══ MATERIAL PROVIDED ══
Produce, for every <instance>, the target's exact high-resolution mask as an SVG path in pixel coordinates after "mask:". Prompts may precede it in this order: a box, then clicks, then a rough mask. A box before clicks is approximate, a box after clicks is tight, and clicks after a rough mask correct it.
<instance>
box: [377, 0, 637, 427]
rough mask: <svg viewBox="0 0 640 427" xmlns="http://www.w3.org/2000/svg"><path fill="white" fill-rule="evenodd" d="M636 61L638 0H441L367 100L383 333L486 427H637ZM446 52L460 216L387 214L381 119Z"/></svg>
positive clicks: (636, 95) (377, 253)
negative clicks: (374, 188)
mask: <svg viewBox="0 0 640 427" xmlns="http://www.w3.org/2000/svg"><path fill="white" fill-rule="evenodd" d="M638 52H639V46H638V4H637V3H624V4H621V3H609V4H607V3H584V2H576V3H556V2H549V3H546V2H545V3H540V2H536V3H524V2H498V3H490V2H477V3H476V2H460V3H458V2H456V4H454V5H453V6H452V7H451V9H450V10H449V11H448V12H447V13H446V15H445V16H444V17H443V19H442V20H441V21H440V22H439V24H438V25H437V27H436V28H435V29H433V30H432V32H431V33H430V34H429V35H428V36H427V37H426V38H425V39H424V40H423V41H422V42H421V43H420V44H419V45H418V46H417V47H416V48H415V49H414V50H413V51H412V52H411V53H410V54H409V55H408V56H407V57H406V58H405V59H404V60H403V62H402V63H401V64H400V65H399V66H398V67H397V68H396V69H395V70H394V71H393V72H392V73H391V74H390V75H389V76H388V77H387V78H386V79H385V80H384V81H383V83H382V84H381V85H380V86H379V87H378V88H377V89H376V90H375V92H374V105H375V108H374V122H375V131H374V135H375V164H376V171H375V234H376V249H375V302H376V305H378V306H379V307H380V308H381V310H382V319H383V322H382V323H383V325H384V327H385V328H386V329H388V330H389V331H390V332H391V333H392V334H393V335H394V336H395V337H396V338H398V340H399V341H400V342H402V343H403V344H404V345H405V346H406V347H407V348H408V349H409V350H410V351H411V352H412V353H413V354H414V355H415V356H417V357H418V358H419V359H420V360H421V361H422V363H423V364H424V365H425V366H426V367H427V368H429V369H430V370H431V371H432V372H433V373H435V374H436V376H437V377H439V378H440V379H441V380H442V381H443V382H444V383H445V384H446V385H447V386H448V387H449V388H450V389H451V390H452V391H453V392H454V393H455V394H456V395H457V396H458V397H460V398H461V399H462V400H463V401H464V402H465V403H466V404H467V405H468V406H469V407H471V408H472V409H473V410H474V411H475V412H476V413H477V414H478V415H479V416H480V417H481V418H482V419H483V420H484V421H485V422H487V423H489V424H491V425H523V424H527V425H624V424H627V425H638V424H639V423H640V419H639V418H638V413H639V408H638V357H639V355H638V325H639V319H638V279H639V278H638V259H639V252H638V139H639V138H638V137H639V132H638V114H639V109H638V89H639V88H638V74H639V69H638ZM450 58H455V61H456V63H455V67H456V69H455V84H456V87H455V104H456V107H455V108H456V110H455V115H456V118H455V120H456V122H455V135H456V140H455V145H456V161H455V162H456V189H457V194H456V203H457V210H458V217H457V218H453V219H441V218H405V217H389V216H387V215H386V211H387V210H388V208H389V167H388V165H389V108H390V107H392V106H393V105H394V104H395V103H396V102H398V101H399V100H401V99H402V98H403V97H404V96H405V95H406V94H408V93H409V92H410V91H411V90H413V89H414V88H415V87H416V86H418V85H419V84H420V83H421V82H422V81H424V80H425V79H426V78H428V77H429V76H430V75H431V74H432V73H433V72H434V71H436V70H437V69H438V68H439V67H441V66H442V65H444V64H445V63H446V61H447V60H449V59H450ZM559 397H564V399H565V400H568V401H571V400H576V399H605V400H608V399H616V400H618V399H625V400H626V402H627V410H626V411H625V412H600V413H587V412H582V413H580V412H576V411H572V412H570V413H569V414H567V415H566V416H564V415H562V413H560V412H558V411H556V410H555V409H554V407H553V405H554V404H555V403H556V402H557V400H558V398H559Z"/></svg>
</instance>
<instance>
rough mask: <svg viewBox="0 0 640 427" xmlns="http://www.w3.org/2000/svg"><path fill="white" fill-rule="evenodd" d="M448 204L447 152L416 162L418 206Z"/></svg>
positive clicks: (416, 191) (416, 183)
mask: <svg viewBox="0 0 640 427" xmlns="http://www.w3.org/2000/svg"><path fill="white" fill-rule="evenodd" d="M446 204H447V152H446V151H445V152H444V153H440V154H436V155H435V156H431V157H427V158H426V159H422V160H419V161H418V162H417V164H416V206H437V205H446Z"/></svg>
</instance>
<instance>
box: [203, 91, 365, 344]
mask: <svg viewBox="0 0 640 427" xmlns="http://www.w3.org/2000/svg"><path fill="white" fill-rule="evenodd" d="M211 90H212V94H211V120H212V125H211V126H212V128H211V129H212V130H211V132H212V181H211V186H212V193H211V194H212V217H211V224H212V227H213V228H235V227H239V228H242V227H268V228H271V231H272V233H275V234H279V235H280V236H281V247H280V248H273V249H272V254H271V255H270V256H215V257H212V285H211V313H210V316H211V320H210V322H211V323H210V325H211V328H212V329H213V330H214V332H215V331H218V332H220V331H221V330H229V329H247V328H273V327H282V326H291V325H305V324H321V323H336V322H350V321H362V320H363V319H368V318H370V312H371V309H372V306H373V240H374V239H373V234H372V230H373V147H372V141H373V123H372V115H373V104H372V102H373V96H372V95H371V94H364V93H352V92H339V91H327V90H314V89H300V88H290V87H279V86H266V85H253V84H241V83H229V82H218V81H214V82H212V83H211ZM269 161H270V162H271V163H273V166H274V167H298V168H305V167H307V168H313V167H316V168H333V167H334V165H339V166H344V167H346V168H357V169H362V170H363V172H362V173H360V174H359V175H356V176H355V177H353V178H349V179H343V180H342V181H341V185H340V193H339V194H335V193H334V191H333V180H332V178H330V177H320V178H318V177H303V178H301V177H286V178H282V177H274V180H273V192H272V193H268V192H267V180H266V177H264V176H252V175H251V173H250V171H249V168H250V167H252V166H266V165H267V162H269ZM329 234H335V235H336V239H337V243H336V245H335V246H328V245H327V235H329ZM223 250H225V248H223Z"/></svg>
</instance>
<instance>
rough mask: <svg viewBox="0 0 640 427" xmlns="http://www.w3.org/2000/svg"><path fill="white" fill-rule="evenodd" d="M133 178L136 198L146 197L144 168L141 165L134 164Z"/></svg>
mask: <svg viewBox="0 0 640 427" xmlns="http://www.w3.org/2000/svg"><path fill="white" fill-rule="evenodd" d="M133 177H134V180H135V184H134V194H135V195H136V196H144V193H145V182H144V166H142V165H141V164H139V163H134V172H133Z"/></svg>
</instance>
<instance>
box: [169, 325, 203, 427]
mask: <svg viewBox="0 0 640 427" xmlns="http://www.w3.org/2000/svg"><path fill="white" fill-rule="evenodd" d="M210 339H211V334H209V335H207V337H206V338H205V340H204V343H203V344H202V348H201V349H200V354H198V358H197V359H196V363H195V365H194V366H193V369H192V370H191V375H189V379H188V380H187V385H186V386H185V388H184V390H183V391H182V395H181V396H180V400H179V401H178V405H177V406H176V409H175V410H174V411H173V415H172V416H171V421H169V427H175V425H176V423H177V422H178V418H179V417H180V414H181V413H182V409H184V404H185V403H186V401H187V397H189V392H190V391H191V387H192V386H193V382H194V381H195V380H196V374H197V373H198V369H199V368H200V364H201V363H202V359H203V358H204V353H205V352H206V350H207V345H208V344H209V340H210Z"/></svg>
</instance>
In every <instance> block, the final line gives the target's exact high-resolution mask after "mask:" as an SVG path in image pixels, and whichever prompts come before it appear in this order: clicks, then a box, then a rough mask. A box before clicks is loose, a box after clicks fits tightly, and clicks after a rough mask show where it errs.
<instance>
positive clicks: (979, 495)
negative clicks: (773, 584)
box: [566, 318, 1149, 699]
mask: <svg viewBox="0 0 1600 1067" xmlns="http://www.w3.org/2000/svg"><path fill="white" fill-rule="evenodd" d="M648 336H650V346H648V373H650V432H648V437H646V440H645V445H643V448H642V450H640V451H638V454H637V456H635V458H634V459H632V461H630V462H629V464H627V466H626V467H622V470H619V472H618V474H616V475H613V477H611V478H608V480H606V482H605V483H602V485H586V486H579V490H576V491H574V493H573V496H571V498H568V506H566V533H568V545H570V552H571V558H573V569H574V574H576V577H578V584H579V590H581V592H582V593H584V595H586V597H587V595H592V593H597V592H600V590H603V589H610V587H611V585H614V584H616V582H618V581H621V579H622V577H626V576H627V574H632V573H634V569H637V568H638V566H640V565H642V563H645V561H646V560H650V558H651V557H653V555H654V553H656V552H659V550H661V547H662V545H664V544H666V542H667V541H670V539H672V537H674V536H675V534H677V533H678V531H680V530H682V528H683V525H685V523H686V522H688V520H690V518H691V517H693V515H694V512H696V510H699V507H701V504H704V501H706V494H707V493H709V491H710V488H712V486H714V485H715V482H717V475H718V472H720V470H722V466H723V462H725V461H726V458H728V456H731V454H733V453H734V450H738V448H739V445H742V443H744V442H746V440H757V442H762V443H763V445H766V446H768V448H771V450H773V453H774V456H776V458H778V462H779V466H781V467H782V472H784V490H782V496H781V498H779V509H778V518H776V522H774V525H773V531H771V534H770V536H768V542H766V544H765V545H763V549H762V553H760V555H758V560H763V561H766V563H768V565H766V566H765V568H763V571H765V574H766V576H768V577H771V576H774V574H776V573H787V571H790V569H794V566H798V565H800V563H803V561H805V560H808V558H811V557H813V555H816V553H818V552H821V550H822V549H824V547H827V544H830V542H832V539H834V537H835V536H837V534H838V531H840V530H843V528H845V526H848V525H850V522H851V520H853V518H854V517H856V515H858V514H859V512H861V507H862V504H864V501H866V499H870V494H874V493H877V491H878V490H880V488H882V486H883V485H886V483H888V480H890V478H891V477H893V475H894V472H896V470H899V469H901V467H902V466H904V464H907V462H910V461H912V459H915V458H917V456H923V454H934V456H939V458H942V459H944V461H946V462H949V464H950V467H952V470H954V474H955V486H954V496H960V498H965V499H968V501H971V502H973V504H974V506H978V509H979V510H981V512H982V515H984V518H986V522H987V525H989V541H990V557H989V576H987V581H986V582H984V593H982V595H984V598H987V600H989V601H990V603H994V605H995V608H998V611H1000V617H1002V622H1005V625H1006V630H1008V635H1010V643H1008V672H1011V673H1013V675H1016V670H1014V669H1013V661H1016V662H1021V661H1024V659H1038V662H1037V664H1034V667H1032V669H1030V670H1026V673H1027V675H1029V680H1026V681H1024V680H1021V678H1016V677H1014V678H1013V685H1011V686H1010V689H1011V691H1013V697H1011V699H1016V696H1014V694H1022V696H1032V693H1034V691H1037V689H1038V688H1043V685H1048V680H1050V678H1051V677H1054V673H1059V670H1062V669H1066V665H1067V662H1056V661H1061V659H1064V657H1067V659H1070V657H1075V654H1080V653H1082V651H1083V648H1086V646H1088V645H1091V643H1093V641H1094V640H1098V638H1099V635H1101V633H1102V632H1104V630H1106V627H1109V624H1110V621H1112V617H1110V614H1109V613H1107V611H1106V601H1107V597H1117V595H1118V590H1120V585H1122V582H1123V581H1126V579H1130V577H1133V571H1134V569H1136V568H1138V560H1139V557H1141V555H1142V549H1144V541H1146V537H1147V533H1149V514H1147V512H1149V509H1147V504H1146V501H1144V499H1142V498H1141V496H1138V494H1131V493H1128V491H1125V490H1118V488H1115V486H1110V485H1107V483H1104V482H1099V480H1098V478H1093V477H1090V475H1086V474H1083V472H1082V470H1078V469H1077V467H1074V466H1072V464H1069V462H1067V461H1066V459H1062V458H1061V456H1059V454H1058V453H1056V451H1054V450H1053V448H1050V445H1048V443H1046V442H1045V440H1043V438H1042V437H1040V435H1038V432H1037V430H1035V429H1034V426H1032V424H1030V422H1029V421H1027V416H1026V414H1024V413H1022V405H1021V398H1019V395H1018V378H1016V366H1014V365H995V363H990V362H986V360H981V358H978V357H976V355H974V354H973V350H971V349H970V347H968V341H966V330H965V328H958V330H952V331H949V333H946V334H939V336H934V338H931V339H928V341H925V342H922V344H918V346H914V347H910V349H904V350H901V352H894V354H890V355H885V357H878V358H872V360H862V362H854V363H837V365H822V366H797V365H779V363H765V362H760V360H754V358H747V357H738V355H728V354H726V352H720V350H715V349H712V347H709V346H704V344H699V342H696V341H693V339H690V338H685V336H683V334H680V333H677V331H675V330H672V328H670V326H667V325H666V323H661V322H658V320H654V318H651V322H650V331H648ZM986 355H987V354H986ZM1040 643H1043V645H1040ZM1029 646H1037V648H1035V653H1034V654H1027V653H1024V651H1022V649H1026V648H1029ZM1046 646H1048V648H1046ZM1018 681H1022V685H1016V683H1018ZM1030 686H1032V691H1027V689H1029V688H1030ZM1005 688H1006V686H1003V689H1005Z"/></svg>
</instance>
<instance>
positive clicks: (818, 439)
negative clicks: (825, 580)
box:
═══
WHAT TO PRODUCE
Recast the stretch of the listing above, from its start through the line containing "positive clicks: (636, 95) (377, 253)", as a Markdown table with the columns Row and Line. Include only those lines, number each one, and leave out any blank lines.

RESPONSE TO THE EXERCISE
| Row | Line |
|---|---|
| 1 | Produce, for every <instance>, the target's exact high-resolution mask as an SVG path in pixel coordinates after "mask:". Prompts may precede it in this order: a box, then clicks, then a rough mask. A box before clicks is approximate, a box after clicks is tight, and clicks after a rough mask correct it. |
| 2 | <instance> |
| 3 | box: [377, 0, 637, 427] |
| 4 | rough mask: <svg viewBox="0 0 640 427" xmlns="http://www.w3.org/2000/svg"><path fill="white" fill-rule="evenodd" d="M636 61L638 0H441L367 100L383 333L486 427H637ZM446 52L460 216L387 214L381 119Z"/></svg> |
| 5 | positive clicks: (636, 95) (377, 253) |